◆ **What you are asked to do**: Copy the records below word for word, leaving out the pictures.

◆ **Extracted material**:
--------------------------------------------------

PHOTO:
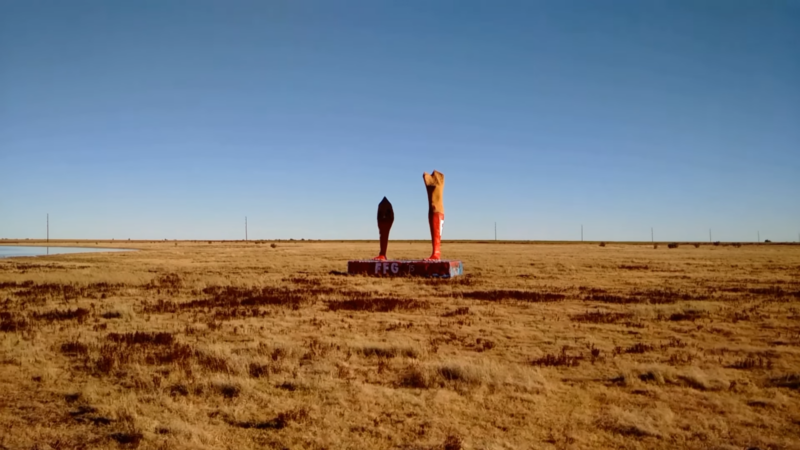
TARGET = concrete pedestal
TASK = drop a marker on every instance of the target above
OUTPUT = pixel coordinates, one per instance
(398, 268)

--------------------------------------------------

◆ **The result**:
PHOTO:
TARGET = concrete pedestal
TASK = drop a marker on every instance of the target above
OUTPUT = pixel coordinates, one per instance
(398, 268)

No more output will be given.